## begin EXCERPT PROVIDED
The low mark is driven by pervasive deficiencies that surfaced in every report examined--with 15 notable exceptions out of the 113. Those deficiencies are the same ones pinpointed by the Qwest report previously referred to. Instead of being hard core, fraud-busting contract and financial audits, most reports were policy and compliance reviews having no redeeming value whatsoever. Those are basically the findings I gave to the inspector general last September, when I criticized then what they were doing--spending too much time on policy audits and not enough time on chasing the money--on the waste of the taxpayers' money.

You have to follow the money if you are to find out where there is waste, fraud, and abuse--particularly the fraud. So what has been done in most of these has no redeeming value whatsoever because they did not pursue fraud-busting contract and financial audits but instead policy and compliance reviews. Quite simply, the auditors were not on the money trail 24/7, where they need to be to root out fraud and waste as mandated by the IG Act.

There is one bright spot, however. The auditors got it right--mostly right--in 5 reports and partially right in 10 other reports. Clearly, this is a drop in the bucket, but these 15 reports--which constituted just 13 percent of the total we reviewed for fiscal year 2010 output--prove that the audit office is capable of producing quality reports.

The 15 best reports earned grades of good to very good overall, with excellent grades in several categories. They involved very credible and commendable audit work. Each one deserves a gold star. While the top five reports earned overall scores of C-plus to B-minus, those scores would have been much higher were it not for long completion times. The average time to complete the top five reports was 21 months. Long completion times make for stale information and, of course, that makes the reports irrelevant.

Had they been completed in 6 months, for example, they could have earned a high B-plus score. Such long completion times clearly show that doing the nitty-gritty, down-in-the- trenches audit work requires large audit teams, if--and I want to emphasize ``if''--they are to be completed in a reasonable length of time.

Right now, there are no specified goals for audit completion times. They are desperately needed. Then audit teams can be organized with the right skill sets to meet those goals.
## end EXCERPT PROVIDED
**SHORT PROBLEM A**
Please reproduce the passage from the statement on audit reports, from "Had they been" up to and including "length of time.".
**SHORT PROBLEM B**
Answer these questions using the statement on audit reports:
(i) How many reports were examined in total?
(ii) What was the average time to complete the top five reports?
(iii) What percentage of the total reviewed did the 15 best reports make up?
## begin STORED RECORDS
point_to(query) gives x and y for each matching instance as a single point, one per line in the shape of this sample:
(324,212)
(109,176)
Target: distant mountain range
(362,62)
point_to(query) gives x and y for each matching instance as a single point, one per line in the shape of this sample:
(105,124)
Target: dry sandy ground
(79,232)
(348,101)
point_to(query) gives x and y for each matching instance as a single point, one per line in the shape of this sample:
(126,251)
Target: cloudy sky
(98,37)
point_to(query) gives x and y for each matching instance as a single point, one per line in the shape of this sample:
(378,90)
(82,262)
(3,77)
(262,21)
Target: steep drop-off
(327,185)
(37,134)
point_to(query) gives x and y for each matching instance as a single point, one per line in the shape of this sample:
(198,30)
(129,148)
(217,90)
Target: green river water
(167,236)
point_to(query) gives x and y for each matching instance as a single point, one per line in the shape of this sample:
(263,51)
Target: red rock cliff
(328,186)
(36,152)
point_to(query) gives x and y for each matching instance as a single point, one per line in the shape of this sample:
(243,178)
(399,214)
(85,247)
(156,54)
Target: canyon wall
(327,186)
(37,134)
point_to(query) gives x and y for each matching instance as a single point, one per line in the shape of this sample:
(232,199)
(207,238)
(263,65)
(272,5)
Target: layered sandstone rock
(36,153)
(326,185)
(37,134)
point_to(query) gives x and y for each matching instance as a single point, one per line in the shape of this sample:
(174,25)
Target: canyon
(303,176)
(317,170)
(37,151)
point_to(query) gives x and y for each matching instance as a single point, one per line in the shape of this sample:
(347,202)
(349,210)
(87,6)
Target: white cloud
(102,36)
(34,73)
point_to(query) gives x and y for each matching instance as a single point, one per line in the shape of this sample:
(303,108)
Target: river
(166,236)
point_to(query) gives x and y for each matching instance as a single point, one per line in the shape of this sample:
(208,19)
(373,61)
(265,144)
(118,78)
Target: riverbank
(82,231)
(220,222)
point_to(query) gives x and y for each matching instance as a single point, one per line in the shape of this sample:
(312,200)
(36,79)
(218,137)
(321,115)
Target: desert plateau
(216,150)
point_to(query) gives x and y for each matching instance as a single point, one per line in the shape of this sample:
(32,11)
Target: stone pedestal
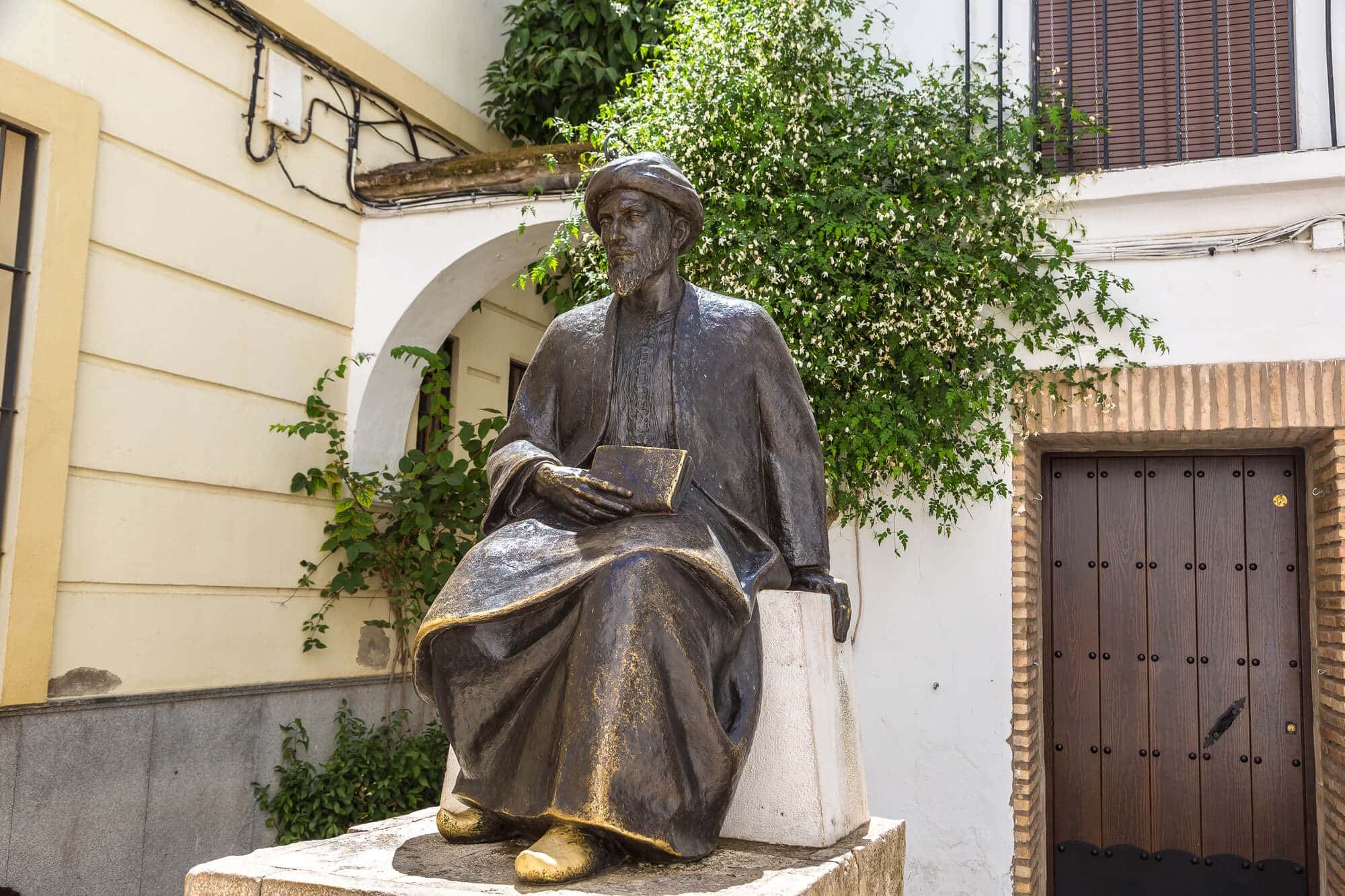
(804,780)
(407,857)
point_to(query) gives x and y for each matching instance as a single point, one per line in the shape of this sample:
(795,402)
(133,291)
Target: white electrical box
(1328,235)
(284,93)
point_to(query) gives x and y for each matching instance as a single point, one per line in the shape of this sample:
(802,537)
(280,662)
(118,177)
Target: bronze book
(657,477)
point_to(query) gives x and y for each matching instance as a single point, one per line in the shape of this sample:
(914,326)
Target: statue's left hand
(818,580)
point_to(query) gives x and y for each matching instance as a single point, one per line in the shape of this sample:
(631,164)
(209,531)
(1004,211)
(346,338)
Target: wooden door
(1179,740)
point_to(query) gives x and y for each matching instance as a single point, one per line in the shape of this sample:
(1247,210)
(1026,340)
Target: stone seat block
(804,780)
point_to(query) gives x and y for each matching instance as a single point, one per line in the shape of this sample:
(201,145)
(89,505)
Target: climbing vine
(376,771)
(564,58)
(914,255)
(400,530)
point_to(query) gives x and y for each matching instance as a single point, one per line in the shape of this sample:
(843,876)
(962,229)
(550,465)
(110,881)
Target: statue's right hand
(578,494)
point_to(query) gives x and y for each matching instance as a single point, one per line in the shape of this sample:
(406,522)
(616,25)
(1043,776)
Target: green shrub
(564,58)
(375,772)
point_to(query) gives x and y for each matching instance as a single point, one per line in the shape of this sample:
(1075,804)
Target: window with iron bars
(18,173)
(1167,80)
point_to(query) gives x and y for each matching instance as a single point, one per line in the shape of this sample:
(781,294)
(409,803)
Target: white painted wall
(941,612)
(446,42)
(934,33)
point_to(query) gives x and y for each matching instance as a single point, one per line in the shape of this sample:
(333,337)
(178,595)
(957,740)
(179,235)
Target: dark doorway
(1182,739)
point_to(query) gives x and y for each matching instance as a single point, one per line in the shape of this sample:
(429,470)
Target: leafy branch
(403,530)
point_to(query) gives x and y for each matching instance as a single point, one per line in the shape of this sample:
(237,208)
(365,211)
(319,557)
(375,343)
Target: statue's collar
(685,337)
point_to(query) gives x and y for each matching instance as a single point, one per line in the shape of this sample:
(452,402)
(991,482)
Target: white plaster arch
(418,275)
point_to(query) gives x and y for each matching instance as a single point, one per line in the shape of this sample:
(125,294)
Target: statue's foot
(473,826)
(566,853)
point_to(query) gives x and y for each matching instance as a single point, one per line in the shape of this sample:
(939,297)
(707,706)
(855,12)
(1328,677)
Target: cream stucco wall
(508,327)
(216,295)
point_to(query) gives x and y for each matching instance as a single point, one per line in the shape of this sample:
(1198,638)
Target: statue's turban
(652,173)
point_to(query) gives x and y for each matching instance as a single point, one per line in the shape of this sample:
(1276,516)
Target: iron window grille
(18,173)
(1167,80)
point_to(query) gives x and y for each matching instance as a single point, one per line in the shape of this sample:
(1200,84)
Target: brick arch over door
(1225,407)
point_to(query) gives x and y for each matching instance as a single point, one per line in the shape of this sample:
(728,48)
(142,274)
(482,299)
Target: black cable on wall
(241,19)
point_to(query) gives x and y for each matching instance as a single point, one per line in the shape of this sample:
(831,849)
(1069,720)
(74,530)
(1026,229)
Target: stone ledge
(406,856)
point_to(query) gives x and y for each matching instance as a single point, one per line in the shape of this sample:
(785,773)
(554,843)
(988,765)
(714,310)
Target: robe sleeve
## end STORED RECORDS
**FULL RESPONSE A**
Had they been completed in 6 months, for example, they could have earned a high B-plus score. Such long completion times clearly show that doing the nitty-gritty, down-in-the- trenches audit work requires large audit teams, if--and I want to emphasize ``if''--they are to be completed in a reasonable length of time.

**FULL RESPONSE B**
(i) 113
(ii) 21 months
(iii) 13 percent